▶ [Your objective] Your copy should hold only the lines from the one holding "# tag a point" through the last line of the records below, both included, each exact and with no pictures.

▶ [Records shown]
***

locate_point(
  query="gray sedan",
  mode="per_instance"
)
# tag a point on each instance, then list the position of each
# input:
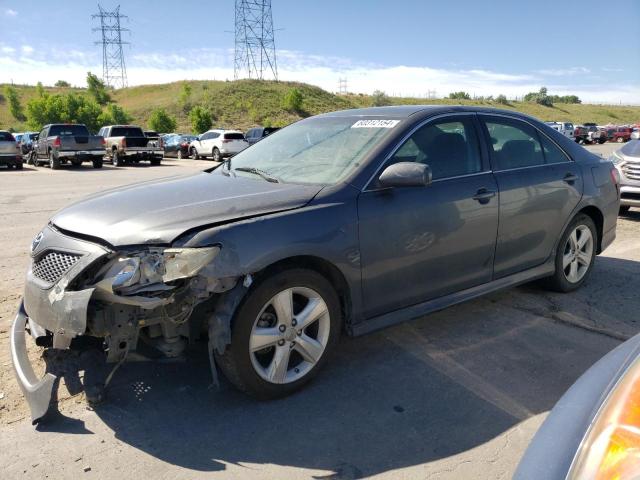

***

▶ [Answer box]
# tag a point on each instance, then list the position of each
# input:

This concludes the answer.